Start of Block

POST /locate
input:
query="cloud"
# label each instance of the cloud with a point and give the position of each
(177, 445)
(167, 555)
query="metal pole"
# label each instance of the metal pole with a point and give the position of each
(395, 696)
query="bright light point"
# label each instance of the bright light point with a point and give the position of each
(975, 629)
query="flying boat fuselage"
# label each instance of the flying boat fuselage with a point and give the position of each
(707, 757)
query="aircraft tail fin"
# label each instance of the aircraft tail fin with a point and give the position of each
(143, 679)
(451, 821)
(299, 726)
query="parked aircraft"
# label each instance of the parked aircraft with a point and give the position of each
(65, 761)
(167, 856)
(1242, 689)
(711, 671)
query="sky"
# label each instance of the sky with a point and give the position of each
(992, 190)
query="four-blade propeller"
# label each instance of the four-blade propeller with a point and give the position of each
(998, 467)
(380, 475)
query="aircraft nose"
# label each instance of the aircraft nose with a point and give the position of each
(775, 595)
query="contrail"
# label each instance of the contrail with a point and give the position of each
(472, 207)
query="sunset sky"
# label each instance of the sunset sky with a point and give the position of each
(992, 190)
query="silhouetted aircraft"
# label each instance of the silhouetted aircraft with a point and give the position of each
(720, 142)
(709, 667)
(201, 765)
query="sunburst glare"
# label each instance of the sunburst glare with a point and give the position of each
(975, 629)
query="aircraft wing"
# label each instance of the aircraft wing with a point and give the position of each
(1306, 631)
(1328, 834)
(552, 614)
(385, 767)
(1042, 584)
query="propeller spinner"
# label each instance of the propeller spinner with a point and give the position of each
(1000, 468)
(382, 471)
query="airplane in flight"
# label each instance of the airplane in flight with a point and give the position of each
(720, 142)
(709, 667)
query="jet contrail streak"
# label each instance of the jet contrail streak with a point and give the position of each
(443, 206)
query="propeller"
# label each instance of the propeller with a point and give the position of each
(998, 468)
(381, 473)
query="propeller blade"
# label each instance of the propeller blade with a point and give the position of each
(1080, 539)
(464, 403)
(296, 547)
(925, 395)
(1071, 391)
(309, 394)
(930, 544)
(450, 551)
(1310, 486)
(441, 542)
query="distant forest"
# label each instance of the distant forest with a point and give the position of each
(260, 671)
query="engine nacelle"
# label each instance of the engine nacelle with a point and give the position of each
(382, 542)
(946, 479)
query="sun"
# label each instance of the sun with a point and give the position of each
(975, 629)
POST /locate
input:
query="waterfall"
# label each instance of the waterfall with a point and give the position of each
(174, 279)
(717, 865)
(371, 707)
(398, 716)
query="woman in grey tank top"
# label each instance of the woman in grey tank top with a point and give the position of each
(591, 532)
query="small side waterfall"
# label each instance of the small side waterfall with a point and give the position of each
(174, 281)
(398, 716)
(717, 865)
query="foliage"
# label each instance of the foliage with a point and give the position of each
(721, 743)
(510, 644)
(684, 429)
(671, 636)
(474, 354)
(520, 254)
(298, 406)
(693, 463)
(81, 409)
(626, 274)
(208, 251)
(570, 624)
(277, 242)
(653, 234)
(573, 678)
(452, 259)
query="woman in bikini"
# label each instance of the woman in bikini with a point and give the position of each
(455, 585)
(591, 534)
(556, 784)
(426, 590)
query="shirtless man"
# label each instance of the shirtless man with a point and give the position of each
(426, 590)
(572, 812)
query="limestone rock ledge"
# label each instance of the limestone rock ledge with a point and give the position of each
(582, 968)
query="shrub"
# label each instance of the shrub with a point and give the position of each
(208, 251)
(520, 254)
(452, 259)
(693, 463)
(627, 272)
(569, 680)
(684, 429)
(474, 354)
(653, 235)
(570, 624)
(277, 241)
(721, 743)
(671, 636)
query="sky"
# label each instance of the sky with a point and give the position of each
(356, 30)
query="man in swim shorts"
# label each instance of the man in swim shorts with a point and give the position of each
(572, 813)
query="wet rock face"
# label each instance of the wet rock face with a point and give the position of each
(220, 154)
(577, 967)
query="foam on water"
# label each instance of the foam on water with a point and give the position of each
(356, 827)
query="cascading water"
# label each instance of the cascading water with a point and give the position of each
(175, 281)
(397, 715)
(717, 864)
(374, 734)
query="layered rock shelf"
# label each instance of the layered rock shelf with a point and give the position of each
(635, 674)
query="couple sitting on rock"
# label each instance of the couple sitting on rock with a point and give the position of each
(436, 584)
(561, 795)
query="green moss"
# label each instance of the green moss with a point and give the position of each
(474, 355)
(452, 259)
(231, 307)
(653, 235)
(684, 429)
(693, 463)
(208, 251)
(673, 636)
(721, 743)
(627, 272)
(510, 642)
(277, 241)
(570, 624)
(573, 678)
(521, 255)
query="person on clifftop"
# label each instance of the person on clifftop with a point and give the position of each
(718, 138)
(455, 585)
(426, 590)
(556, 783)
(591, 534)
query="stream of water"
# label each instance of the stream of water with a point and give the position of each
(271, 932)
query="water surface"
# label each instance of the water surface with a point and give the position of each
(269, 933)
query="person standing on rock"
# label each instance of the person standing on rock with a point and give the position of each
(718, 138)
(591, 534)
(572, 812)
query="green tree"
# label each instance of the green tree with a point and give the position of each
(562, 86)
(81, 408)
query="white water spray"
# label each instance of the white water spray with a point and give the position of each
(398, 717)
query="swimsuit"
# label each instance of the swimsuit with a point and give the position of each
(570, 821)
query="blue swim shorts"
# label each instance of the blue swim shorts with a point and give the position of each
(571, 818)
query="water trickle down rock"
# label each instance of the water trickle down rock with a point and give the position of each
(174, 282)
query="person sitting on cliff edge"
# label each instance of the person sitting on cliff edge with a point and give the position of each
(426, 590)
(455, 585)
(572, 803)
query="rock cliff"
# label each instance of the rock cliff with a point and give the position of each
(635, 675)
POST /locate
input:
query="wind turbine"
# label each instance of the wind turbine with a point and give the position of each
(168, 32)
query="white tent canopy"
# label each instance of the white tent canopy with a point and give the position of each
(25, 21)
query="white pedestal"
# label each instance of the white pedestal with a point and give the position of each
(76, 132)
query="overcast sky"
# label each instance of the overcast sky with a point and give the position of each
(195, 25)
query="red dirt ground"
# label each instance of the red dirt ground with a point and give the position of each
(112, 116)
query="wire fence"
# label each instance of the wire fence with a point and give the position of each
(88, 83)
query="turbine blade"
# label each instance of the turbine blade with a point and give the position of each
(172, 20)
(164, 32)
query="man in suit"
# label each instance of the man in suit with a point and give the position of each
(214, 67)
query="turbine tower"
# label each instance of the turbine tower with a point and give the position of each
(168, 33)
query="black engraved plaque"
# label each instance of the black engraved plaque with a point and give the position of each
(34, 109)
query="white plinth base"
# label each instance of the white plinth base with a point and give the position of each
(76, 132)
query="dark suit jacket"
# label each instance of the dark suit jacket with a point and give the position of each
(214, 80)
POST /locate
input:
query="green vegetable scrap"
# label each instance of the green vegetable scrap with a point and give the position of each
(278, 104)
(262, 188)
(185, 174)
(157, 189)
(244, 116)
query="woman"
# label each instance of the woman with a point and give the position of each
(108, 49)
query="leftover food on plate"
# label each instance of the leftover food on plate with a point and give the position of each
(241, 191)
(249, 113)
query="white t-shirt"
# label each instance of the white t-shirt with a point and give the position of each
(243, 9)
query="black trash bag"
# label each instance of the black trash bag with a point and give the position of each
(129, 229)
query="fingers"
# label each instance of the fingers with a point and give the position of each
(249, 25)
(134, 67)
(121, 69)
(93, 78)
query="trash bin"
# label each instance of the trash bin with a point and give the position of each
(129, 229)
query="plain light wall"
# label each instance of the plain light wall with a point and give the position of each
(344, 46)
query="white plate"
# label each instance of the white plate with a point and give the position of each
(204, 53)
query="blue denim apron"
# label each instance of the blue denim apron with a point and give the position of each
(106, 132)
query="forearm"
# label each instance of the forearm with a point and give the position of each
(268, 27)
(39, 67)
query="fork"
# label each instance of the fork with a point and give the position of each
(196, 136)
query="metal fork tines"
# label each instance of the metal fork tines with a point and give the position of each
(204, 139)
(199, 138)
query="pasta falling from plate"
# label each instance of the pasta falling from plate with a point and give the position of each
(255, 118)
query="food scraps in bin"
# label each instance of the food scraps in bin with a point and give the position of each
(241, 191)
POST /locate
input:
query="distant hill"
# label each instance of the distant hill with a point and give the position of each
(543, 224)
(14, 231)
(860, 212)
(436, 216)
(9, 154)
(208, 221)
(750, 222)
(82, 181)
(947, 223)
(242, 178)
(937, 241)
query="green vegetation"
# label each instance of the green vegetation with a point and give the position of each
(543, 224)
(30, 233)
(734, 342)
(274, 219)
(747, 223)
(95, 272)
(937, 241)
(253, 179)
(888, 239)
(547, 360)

End of Block

Problem to work on — Locate "# label each instance of the metal fork" in the material, then quote the line that contains it and all lines after it through the final one.

Result of the exercise —
# label each instance of the metal fork tines with a point and give the position of each
(204, 139)
(199, 138)
query="pasta falling from plate"
# label each instance of the pasta falling from plate with a point and give the position of each
(255, 118)
query="food scraps in bin"
# label each instance of the food scraps in bin with a point and give the position of each
(241, 191)
POST /locate
input:
query="distant hill"
# label each instance of the distant hill with a point and give the position of each
(543, 224)
(14, 231)
(860, 212)
(436, 216)
(9, 154)
(208, 221)
(750, 222)
(82, 181)
(947, 223)
(242, 178)
(937, 241)
query="green vegetation"
# label each instance of the green vegetation with a point and give the position of each
(543, 224)
(30, 233)
(734, 342)
(274, 219)
(747, 223)
(95, 272)
(937, 241)
(253, 179)
(888, 239)
(547, 360)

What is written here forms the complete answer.